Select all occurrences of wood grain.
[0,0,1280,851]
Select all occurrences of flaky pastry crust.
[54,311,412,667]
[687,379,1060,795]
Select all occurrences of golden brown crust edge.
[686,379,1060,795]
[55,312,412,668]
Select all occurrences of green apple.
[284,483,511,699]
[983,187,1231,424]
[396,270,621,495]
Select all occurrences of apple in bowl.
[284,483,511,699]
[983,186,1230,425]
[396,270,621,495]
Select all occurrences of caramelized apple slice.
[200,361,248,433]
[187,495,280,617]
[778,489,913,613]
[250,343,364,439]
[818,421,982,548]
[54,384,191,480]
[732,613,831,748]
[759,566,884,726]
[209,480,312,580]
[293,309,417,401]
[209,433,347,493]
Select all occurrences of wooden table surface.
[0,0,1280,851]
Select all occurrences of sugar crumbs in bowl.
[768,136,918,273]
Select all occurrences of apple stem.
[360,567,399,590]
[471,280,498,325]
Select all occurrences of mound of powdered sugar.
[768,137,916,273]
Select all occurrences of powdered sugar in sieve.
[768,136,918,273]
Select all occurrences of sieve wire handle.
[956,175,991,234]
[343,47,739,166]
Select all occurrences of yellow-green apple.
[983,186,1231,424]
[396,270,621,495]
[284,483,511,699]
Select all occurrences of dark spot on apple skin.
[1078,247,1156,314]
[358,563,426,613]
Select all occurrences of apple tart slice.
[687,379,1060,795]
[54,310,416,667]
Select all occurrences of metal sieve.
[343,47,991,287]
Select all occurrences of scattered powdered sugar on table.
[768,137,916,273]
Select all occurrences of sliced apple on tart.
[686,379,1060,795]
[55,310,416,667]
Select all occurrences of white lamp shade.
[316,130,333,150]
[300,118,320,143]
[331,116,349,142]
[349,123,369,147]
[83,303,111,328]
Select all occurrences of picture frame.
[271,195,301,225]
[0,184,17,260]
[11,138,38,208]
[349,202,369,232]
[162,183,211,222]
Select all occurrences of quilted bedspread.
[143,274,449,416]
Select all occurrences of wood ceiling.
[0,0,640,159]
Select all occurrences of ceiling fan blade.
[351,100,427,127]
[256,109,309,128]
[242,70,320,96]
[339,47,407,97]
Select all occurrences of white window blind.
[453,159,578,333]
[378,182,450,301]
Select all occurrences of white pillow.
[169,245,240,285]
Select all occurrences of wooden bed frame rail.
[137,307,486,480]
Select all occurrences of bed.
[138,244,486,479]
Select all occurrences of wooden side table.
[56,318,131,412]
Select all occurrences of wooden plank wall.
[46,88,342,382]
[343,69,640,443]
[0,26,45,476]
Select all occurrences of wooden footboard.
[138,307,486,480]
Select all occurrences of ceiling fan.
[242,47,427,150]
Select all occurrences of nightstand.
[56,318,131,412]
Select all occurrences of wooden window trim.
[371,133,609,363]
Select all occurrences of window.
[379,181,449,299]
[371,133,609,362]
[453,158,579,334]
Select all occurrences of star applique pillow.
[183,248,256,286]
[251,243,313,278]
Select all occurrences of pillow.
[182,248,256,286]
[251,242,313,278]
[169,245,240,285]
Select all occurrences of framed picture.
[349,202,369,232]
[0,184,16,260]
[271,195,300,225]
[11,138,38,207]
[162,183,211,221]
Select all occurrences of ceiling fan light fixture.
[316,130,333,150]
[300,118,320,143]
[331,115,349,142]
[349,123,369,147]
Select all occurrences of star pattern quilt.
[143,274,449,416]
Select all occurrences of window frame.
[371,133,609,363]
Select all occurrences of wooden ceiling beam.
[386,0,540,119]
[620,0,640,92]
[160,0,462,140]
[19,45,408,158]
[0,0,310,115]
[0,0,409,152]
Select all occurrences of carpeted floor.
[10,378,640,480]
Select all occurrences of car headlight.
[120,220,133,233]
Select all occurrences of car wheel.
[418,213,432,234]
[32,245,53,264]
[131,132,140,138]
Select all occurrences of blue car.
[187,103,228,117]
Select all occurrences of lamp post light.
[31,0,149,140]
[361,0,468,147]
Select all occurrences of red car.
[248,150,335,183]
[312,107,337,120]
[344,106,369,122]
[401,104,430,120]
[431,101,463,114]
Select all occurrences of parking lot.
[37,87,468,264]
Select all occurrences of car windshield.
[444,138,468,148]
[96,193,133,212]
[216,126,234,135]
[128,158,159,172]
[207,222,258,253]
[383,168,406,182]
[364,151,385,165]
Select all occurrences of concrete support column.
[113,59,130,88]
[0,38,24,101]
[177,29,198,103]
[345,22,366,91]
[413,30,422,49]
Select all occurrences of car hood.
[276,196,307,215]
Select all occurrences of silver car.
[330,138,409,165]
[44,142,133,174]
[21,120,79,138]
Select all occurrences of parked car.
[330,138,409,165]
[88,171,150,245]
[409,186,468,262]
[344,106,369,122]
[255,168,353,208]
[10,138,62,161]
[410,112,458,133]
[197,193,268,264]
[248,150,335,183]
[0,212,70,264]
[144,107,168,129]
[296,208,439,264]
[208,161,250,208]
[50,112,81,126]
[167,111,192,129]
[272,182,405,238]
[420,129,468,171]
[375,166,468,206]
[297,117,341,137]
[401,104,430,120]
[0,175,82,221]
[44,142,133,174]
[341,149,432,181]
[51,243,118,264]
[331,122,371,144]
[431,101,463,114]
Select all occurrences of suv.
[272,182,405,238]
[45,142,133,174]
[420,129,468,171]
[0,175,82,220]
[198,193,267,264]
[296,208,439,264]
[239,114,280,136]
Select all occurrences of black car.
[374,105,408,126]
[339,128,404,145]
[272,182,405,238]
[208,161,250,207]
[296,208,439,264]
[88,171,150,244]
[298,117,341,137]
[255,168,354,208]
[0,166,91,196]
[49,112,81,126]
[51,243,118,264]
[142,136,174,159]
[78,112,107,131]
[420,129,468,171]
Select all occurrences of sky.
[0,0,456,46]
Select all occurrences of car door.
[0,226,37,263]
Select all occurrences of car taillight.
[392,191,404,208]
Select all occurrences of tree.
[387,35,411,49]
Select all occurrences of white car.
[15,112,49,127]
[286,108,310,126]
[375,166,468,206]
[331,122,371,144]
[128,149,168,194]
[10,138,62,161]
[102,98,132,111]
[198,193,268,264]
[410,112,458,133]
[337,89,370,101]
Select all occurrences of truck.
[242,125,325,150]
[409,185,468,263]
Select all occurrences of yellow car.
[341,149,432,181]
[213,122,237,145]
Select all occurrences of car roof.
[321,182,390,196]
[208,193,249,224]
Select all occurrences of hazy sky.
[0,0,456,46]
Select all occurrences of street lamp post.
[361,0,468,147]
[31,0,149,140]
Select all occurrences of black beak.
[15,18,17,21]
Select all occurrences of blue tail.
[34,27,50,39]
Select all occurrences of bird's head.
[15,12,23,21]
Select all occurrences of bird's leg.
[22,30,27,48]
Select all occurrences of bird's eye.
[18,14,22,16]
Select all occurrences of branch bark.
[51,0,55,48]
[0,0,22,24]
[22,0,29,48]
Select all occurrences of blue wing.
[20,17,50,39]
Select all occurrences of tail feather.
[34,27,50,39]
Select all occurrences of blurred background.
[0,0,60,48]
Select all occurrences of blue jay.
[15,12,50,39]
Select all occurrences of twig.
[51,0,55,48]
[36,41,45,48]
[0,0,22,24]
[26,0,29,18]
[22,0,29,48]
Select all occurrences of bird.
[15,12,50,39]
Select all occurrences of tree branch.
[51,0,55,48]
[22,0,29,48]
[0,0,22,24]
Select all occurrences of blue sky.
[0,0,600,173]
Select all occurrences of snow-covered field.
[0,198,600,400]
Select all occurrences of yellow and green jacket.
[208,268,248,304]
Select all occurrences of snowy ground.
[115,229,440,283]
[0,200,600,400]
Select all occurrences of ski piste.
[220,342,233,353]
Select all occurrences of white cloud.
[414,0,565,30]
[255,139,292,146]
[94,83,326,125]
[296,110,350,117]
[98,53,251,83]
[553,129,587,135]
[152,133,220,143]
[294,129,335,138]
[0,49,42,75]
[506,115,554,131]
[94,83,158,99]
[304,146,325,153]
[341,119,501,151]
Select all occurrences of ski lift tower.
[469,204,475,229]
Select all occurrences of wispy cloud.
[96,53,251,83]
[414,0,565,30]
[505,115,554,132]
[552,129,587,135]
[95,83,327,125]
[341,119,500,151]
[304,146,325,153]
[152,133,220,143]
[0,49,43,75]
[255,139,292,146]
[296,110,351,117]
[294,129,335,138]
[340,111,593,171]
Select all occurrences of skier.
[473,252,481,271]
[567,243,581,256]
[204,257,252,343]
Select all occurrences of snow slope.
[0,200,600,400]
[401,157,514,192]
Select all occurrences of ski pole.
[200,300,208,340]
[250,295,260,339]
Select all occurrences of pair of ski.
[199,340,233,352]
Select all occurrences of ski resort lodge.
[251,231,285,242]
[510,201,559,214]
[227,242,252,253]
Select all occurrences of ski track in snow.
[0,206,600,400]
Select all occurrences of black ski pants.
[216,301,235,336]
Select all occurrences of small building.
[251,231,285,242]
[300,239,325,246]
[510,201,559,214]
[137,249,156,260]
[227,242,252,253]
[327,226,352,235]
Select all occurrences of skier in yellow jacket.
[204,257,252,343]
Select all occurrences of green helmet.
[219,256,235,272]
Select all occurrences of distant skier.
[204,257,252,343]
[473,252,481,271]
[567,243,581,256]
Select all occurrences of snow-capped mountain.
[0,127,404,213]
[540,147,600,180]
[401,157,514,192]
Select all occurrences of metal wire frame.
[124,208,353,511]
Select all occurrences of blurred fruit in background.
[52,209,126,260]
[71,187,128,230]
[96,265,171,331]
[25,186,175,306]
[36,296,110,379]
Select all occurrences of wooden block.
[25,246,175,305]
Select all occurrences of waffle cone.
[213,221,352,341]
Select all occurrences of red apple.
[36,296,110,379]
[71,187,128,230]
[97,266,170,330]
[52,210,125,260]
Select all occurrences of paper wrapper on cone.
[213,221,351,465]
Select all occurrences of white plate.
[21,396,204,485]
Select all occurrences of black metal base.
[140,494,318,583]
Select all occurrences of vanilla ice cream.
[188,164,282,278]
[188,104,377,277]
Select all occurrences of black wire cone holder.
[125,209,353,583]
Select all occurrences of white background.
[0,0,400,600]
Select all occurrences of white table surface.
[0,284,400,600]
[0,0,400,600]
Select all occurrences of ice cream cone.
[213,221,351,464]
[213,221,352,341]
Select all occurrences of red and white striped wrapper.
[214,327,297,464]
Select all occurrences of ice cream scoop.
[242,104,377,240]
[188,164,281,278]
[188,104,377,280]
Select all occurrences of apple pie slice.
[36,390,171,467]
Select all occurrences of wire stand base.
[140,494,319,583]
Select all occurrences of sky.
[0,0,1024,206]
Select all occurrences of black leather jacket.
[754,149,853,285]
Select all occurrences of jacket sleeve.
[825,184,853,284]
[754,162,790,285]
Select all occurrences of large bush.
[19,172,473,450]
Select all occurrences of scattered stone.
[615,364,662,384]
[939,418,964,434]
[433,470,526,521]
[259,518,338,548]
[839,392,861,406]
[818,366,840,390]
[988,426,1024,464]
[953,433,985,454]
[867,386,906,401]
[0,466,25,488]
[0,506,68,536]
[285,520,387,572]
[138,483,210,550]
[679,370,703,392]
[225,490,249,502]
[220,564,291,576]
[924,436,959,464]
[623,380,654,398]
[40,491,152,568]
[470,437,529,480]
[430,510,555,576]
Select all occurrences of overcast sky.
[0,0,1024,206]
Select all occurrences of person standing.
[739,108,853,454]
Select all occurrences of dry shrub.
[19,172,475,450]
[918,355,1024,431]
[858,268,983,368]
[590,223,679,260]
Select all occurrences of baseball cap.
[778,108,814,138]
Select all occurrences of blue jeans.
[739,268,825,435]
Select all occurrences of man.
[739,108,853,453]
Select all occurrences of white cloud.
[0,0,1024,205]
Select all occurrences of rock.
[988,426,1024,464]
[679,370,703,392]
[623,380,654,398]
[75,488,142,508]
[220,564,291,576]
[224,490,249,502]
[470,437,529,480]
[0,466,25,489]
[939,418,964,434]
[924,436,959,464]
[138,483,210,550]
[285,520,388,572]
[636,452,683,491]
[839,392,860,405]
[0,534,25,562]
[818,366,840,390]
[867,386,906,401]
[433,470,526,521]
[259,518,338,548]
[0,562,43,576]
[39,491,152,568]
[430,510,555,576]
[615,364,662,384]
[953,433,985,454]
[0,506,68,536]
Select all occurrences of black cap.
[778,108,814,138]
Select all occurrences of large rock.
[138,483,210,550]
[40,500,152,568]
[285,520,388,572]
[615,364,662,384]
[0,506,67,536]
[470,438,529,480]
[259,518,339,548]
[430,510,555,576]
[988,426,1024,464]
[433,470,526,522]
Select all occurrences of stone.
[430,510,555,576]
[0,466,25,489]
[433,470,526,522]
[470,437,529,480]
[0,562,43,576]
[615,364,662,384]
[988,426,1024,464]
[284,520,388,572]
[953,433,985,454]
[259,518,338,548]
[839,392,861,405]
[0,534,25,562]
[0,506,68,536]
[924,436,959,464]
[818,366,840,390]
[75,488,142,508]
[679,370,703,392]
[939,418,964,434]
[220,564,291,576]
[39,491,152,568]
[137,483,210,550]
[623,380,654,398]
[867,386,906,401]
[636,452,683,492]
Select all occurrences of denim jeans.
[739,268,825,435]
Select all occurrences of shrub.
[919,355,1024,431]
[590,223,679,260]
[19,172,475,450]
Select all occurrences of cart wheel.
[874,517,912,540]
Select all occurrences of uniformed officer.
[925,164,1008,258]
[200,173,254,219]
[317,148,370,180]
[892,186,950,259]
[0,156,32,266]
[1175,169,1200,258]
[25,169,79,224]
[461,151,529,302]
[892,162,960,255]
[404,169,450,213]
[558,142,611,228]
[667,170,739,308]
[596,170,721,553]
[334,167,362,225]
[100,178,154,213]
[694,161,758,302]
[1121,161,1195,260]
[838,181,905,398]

════════════════

**PROBLEM TO WORK ON:**
Output the lines of the listing above as a numbered list, starting with the line that contains "Select all occurrences of dry shrub." and continuing through the line that contains "[874,517,912,540]", with both of those lines included. Leave out any blank lines.

**ANSWER TO THIS PROBLEM:**
1. Select all occurrences of dry shrub.
2. [19,172,475,450]
3. [918,355,1024,431]
4. [858,268,983,368]
5. [590,223,679,260]
6. Select all occurrences of baseball cap.
7. [778,108,814,138]
8. Select all occurrences of blue jeans.
9. [739,268,825,435]
10. Select all occurrences of man.
11. [739,108,853,453]
12. Select all occurrences of white cloud.
13. [0,0,1024,205]
14. Select all occurrences of rock.
15. [988,426,1024,464]
16. [679,370,703,392]
17. [623,380,654,398]
18. [75,488,142,508]
19. [220,564,291,576]
20. [224,490,249,502]
21. [470,437,529,480]
22. [0,466,25,489]
23. [939,418,964,434]
24. [924,436,959,464]
25. [138,483,210,550]
26. [285,520,388,572]
27. [636,452,683,491]
28. [839,392,860,405]
29. [0,534,25,562]
30. [818,366,840,390]
31. [867,386,906,401]
32. [433,470,526,521]
33. [259,518,338,548]
34. [0,562,43,576]
35. [39,491,152,568]
36. [430,510,555,576]
37. [615,364,662,384]
38. [953,433,985,454]
39. [0,506,68,536]
40. Select all occurrences of black cap.
41. [778,108,814,138]
42. Select all occurrences of large rock.
43. [138,483,210,550]
44. [40,500,152,568]
45. [285,520,388,572]
46. [615,364,662,384]
47. [0,506,67,536]
48. [470,438,529,480]
49. [259,518,339,548]
50. [430,510,555,576]
51. [988,426,1024,464]
52. [433,470,526,522]
53. Select all occurrences of stone.
54. [430,510,555,576]
55. [0,466,25,489]
56. [433,470,526,522]
57. [470,437,529,480]
58. [0,562,43,576]
59. [615,364,662,384]
60. [988,426,1024,464]
61. [284,520,388,572]
62. [953,433,985,454]
63. [259,518,338,548]
64. [839,392,861,405]
65. [0,534,25,562]
66. [0,506,68,536]
67. [924,436,959,464]
68. [818,366,840,390]
69. [75,488,142,508]
70. [679,370,703,392]
71. [939,418,964,434]
72. [220,564,291,576]
73. [39,491,152,568]
74. [137,483,210,550]
75. [623,380,654,398]
76. [867,386,906,401]
77. [636,452,683,492]
78. Select all occurrences of denim jeans.
79. [739,268,825,435]
80. Select all occurrences of shrub.
81. [919,355,1024,431]
82. [590,223,679,260]
83. [19,172,475,450]
84. Select all occurrences of cart wheel.
85. [874,517,912,540]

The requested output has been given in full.